__Fragmento__:
La gran severidad y ausencia de inflexiones personales constituye la visión mozartiana (madura, sedienta de libertad espiritual) del último representante de la tradición romántica mahleriana: Klemperer grabó primeramente con la Orquesta de la Berlin RIAS (la radio del sector americano) (EMI, 1950) y con la Philharmonia (Testament, 1956), documentos ambos de tempi notablemente urgentes y fibrosa articulación pero cuya endeblez técnica nos hace preferir la milagrosa claridad de texturas que Walter Legge llamaba (y registraba magníficamente equilibradas) radiografías sonoras. La cohesión y la soberbia calidad de la Philharmonia Orchestra (EMI, 1962) permiten la unanimidad sonora de un grupo de cámara, de transparencia en la superposición de los planos sonoros, grandeza arquitectónica, monumental sentido constructivo, de olímpica y serena objetividad, meticulosa atención al detalle del valor de las notas, fraseo, ritmo, entonación, belleza y dinámica del tono. Klemperer siempre mantuvo el hábito mahleriano de situar antifonalmente primeros y segundos violines, lo que permite bosquejar insospechados diálogos. Elegante sentido dramático en la introducción, amplitud dinámica en el uso de los timbales, luminosidad de las maderas y presencia de la línea grave, firmeza y orden en los movimientos rápidos, y austeridad de expresión en el andante.





Entre estas versiones llegaron otras: Un Mozart eslavo y principesco propone Vaclav Talich al frente de la Orquesta Filarmónica Checa (Supraphon, 1954). El mismo año, un superficial y agitado Igor Markevitch con la Berliner Philharmoniker (DG) está sujeto a la tiranía del oleaje y el viento. Por último, claridad, delicadeza y elegancia en la tímbrica camerística extraída por Erich Leinsdorf de la Royal Philharmonic Orchestra (DG, 1955).

La gran virtud de Karl Böhm es la situarse balanceado entre la tendencia objetivista de un Klemperer y la subjetivista de un Walter. Basado en la claridad expositiva y perfecta ejecución instrumental de la Berliner Philharmoniker (DG, 1959), la solidez constructiva, severa y solemne, la escasa variación de los acentos, la concepción plana de la articulación, la uniformidad y exceso de retórica, la morosidad en los tempi moderados por no decir pesantes, dan como resultado la reducción de los tonos oscuros y la flacidez del dramatismo inherente en la composición. En suma, un perfil apolíneo y almidonado de Mozart.

Otras cuatro grabaciones se realizaron en los años 60: Mientras el errante Carl Schuricht es todo lirismo y cantabilidad delante de la Orquesta de la Ópera de Paris (Scribendum, 1963), un nonagenario Pablo Casals consigue con la Orquesta del Festival de Marlboro (Sony, 1968) una lectura vibrante y desigual, con parte del público aquejado de rinitis primaveral. Por su parte, la ágil e incisiva Staatskapelle Dresden dirigida por Otmar Suitner (Edel, 1968) contrasta con la monodinámica interpretación de Karl Münchinger con la para mí desconocida Klassische Philharmonie Stuttgart (Vienna Classics, 1969).

__Datos de entrada__:

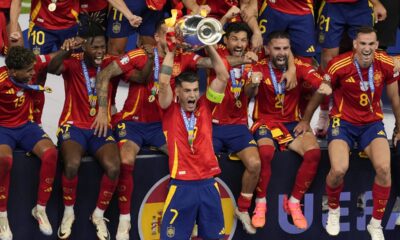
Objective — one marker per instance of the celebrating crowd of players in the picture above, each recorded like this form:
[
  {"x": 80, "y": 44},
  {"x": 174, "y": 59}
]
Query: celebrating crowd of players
[{"x": 266, "y": 55}]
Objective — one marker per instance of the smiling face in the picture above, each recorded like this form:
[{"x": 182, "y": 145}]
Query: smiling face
[
  {"x": 188, "y": 94},
  {"x": 95, "y": 50},
  {"x": 279, "y": 49},
  {"x": 236, "y": 43},
  {"x": 364, "y": 47}
]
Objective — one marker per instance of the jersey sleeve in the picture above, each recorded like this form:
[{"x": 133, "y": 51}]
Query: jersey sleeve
[{"x": 135, "y": 59}]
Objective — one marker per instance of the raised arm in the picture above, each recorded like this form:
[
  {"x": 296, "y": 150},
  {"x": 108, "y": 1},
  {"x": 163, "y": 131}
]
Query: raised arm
[
  {"x": 218, "y": 85},
  {"x": 392, "y": 91},
  {"x": 165, "y": 94},
  {"x": 120, "y": 5},
  {"x": 15, "y": 34}
]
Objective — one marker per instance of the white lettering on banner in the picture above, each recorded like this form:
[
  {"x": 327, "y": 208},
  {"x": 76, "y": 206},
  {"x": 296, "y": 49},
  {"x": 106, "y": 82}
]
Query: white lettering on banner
[{"x": 345, "y": 200}]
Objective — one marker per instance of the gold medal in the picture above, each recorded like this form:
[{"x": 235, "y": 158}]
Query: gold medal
[
  {"x": 92, "y": 112},
  {"x": 238, "y": 103},
  {"x": 152, "y": 98},
  {"x": 48, "y": 89},
  {"x": 52, "y": 7}
]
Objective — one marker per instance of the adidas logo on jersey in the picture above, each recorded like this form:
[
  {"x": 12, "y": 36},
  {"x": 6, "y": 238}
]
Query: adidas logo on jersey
[
  {"x": 10, "y": 91},
  {"x": 350, "y": 80},
  {"x": 311, "y": 49}
]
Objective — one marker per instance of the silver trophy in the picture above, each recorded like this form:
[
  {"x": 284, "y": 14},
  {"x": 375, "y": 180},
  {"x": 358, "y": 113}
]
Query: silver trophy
[{"x": 194, "y": 32}]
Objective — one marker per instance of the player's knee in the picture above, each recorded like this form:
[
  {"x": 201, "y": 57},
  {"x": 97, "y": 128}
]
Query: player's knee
[
  {"x": 338, "y": 172},
  {"x": 71, "y": 168},
  {"x": 383, "y": 173},
  {"x": 254, "y": 165},
  {"x": 5, "y": 164},
  {"x": 113, "y": 171}
]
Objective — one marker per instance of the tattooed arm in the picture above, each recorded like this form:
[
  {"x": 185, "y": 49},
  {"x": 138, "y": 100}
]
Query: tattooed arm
[{"x": 101, "y": 122}]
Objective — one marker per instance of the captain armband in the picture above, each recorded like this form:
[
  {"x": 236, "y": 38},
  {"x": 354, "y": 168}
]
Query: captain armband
[
  {"x": 214, "y": 97},
  {"x": 167, "y": 70}
]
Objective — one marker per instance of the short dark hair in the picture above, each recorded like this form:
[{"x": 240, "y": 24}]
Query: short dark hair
[
  {"x": 236, "y": 27},
  {"x": 187, "y": 76},
  {"x": 90, "y": 27},
  {"x": 278, "y": 35},
  {"x": 19, "y": 58},
  {"x": 365, "y": 30}
]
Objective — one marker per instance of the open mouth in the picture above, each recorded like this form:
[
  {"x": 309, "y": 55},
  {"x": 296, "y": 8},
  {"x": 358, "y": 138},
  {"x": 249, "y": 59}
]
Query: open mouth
[
  {"x": 238, "y": 52},
  {"x": 98, "y": 60}
]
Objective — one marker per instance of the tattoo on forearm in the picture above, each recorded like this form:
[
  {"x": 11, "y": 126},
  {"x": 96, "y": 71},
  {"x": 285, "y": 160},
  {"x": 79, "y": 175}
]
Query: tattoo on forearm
[
  {"x": 102, "y": 101},
  {"x": 166, "y": 70}
]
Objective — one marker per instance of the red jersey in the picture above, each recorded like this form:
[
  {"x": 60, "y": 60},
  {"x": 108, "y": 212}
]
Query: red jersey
[
  {"x": 16, "y": 103},
  {"x": 233, "y": 109},
  {"x": 341, "y": 1},
  {"x": 185, "y": 162},
  {"x": 352, "y": 98},
  {"x": 76, "y": 109},
  {"x": 137, "y": 105},
  {"x": 5, "y": 4},
  {"x": 219, "y": 7},
  {"x": 64, "y": 16},
  {"x": 88, "y": 6},
  {"x": 297, "y": 7},
  {"x": 270, "y": 106}
]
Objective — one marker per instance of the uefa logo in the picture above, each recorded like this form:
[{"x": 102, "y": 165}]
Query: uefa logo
[{"x": 151, "y": 209}]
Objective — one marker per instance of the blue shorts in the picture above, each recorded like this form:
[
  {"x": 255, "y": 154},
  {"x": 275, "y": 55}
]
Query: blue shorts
[
  {"x": 334, "y": 18},
  {"x": 119, "y": 27},
  {"x": 363, "y": 135},
  {"x": 233, "y": 138},
  {"x": 143, "y": 134},
  {"x": 45, "y": 41},
  {"x": 190, "y": 202},
  {"x": 85, "y": 137},
  {"x": 264, "y": 132},
  {"x": 24, "y": 137},
  {"x": 300, "y": 28}
]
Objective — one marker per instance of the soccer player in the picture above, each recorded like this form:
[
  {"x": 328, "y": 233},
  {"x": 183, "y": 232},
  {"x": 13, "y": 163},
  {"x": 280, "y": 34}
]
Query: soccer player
[
  {"x": 128, "y": 17},
  {"x": 358, "y": 79},
  {"x": 17, "y": 128},
  {"x": 10, "y": 31},
  {"x": 276, "y": 115},
  {"x": 139, "y": 122},
  {"x": 75, "y": 135},
  {"x": 230, "y": 118},
  {"x": 336, "y": 16},
  {"x": 193, "y": 193},
  {"x": 295, "y": 17}
]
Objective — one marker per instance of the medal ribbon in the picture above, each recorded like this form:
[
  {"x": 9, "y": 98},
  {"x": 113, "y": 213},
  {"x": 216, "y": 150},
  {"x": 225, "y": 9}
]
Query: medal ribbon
[
  {"x": 279, "y": 88},
  {"x": 236, "y": 85},
  {"x": 90, "y": 86},
  {"x": 189, "y": 124},
  {"x": 370, "y": 82},
  {"x": 154, "y": 89},
  {"x": 30, "y": 86}
]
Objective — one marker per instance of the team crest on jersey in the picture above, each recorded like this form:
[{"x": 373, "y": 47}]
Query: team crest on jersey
[
  {"x": 176, "y": 69},
  {"x": 335, "y": 132},
  {"x": 151, "y": 210},
  {"x": 378, "y": 78},
  {"x": 66, "y": 136},
  {"x": 116, "y": 27},
  {"x": 262, "y": 131},
  {"x": 364, "y": 86},
  {"x": 122, "y": 133}
]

__Consigna 1__: Transcribe del fragmento sobre las grabaciones de Mozart el pasaje que empieza en "Otras cuatro grabaciones" y termina en "(Vienna Classics, 1969).".
__Consigna 2__: Indica, copiándola sin cambios, cada línea de las filas que contenga la cadena "forearm". Se distinguen mayúsculas y minúsculas.

__Respuesta escrita 1__:
Otras cuatro grabaciones se realizaron en los años 60: Mientras el errante Carl Schuricht es todo lirismo y cantabilidad delante de la Orquesta de la Ópera de Paris (Scribendum, 1963), un nonagenario Pablo Casals consigue con la Orquesta del Festival de Marlboro (Sony, 1968) una lectura vibrante y desigual, con parte del público aquejado de rinitis primaveral. Por su parte, la ágil e incisiva Staatskapelle Dresden dirigida por Otmar Suitner (Edel, 1968) contrasta con la monodinámica interpretación de Karl Münchinger con la para mí desconocida Klassische Philharmonie Stuttgart (Vienna Classics, 1969).

__Respuesta escrita 2__:
Objective — one marker per instance of the tattoo on forearm in the picture above, each recorded like this form:
Query: tattoo on forearm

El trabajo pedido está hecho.